Go through the records and give each one again exactly.

------------------------------------------------------------------------

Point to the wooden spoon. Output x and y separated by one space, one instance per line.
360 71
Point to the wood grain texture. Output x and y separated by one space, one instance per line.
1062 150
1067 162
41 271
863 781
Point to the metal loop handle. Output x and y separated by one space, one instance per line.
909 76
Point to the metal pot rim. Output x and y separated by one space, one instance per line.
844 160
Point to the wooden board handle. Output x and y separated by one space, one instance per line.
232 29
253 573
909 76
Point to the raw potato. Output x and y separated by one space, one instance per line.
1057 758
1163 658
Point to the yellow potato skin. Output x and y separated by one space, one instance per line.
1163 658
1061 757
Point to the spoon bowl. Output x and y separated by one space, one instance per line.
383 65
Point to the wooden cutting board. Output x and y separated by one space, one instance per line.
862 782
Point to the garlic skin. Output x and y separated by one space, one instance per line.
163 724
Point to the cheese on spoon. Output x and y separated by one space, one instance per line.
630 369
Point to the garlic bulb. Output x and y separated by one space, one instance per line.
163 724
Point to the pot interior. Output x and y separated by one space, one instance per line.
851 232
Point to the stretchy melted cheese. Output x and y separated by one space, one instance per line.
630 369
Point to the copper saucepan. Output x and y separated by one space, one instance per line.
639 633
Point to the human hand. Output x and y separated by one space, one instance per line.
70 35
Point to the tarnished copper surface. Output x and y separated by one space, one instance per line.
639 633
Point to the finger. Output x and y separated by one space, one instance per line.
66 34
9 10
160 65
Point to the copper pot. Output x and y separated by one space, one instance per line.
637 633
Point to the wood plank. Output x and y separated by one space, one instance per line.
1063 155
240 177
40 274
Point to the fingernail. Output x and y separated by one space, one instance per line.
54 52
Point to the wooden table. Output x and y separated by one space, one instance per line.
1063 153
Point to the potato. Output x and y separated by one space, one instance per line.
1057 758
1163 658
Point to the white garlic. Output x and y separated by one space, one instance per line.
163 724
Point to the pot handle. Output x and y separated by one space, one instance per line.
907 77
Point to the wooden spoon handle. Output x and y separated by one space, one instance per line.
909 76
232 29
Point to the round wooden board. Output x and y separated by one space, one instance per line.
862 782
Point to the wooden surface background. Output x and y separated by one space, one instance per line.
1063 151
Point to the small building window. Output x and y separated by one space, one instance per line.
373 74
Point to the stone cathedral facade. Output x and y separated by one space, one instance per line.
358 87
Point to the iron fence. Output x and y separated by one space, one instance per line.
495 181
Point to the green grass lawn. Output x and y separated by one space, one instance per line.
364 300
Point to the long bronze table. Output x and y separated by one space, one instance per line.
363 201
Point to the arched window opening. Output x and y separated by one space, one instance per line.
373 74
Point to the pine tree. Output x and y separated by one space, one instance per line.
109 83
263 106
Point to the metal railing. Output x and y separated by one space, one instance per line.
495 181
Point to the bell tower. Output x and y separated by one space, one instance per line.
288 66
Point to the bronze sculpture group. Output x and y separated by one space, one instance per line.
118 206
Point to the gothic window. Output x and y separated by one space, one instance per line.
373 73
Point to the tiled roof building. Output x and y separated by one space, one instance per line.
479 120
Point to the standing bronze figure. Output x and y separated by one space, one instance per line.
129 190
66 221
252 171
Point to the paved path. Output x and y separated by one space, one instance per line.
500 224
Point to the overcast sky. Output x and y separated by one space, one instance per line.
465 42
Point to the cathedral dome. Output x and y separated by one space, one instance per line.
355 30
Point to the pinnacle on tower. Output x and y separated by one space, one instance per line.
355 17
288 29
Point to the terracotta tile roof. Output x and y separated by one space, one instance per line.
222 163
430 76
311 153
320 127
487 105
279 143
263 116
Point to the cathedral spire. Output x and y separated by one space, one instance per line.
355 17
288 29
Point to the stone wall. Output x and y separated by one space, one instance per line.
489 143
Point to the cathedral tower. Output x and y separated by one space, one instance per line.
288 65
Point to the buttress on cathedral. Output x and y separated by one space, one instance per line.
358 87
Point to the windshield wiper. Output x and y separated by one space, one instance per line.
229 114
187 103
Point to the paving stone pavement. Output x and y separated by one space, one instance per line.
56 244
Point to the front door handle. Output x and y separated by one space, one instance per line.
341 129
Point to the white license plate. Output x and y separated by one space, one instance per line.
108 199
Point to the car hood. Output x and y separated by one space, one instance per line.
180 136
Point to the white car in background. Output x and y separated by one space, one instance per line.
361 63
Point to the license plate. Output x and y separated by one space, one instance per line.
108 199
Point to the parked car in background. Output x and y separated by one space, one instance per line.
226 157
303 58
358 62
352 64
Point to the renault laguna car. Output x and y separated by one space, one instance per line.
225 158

------------------------------------------------------------------------

__Full solution__.
Point to the wooden spoon. Output x and y separated by one space, one instance per line.
360 71
Point to the wood grain texture. Output x and y separated by one space, one instance per line.
1062 150
1067 162
41 271
863 781
Point to the metal loop handle. Output x and y separated by one space, one instance per line.
909 76
Point to the metal pot rim. Output x and y separated by one space, one instance per line.
844 160
Point to the wooden board handle. Output x and y separated by one space, one instance per line.
232 29
253 573
909 76
Point to the raw potato. Output x and y separated by one space, one instance per line.
1057 758
1163 658
Point to the yellow potato skin. Output x and y separated by one space, one instance per line.
1163 658
1061 757
Point to the spoon bowl. Output x and y separated by one space, one instance per line.
383 65
Point to the wooden cutting board. Output x and y separated by one space, one instance per line.
862 782
Point to the garlic skin. Output x and y separated by one space, one instance per line.
163 724
Point to the cheese on spoon. Output x and y separated by one space, one instance per line.
630 369
Point to the garlic bulb. Output x and y separated by one space, one instance per line.
163 724
Point to the pot interior. Output x and y separated by one space, one instance per line.
851 232
Point to the stretchy melted cheese. Output x and y separated by one space, one instance per line.
630 369
Point to the copper saucepan. Output x and y separated by one space, one instance per line.
639 633
Point to the human hand. Output x and y separated by one space, one instance per line.
70 35
Point to the tarnished copper surface. Output x and y separated by one space, one instance per line.
639 633
Point to the finger. Output x and y separated by one space, one instance per line.
66 34
9 10
160 65
Point to the copper pot. Output x and y separated by one space, one instance per line.
637 633
Point to the wood plank. Output x and y separated by one space, one instance per line.
1063 155
240 177
40 274
Point to the fingernail. Output x and y separated by one space, one instance per line.
54 52
Point to the wooden table. Output x and y separated by one space, one instance per line.
1063 153
Point to the potato. Output x and y separated by one space, one instance per line.
1057 758
1163 658
Point to the white garlic. Output x and y separated by one space, one instance per line.
163 724
Point to the pot handle. Output x and y separated by one space, one instance per line.
907 77
Point to the wooden spoon handle. Output x and y separated by one space, one instance per line.
909 76
232 29
Point to the round wooden board. Output x and y separated by one space, one instance per line.
862 782
Point to the wooden surface background. Output x and y separated by one space, one instance per line.
1063 151
Point to the small building window. Output x and y separated by one space, one instance per line.
373 74
Point to the stone cathedral facade. Output x and y separated by one space, one instance per line.
358 87
Point to the iron fence. Output x and y separated by one space, one instance per line.
495 181
Point to the green grass lawn. Output x and y separated by one space, one instance per line.
364 300
Point to the long bronze table. Output x and y separated by one space, one instance per line.
363 201
Point to the arched window opening. Output x and y separated by one space, one instance per line.
373 74
Point to the pine tree. Output x and y separated by one space, one instance per line.
109 83
263 106
Point to the metal railing. Output x and y separated by one space, one instance per line.
495 181
Point to the bell tower. Output x and y separated by one space, one instance per line.
288 66
Point to the bronze sculpture group. Output x and y separated by one space, one instance per line.
118 206
Point to the gothic window. Output x and y separated by one space, one instance per line.
373 73
Point to the tiled roof building. Output x and y separated by one space, one instance per line.
479 120
Point to the standing bronze figure. Output x and y separated by one space, one instance per line.
129 190
66 221
252 171
Point to the paved path. Output x and y separated by one space, one instance per line.
500 224
Point to the overcast sky. Output x and y separated by one space, one instance per line.
465 42
Point to the cathedral dome. Output x and y separated by one space, one instance per line.
355 30
Point to the pinnacle on tower. Output x and y separated by one space, one instance per line.
355 17
288 29
Point to the terracotta tile roof. Output x and y separated by one space, one instance per line.
222 163
430 76
311 153
320 127
487 105
279 143
263 116
Point to the cathedral spire. Output x and y separated by one space, one instance per line.
355 17
288 29
Point to the stone wall. Output x and y separated by one space, one instance per line.
489 143
Point to the cathedral tower. Output x and y separated by one space, one instance per line.
288 65
Point to the buttress on cathedral. Output x and y separated by one space, one instance per line.
358 87
Point to the windshield wiper. Output x and y separated by one space, one instance per line.
229 114
187 103
Point to the paving stone pavement. Output x and y separated by one space, one instance per line.
56 244
Point to the front door handle. Output x and y separated by one space, one instance per line.
341 129
Point to the white license plate. Output x and y separated by one space, one instance per line.
108 199
Point to the car hood. Output x and y separated by one space, one instance per line.
180 136
Point to the white car in background. Output x and y separated by one space, one instance per line.
361 63
Point to the license plate. Output x and y separated by one space, one instance per line.
108 199
Point to the parked car in background. Output x and y separated by one space, one instance per line.
226 157
303 58
358 62
352 64
Point to the renault laguna car. Output x and y separated by one space, one instance per line.
225 158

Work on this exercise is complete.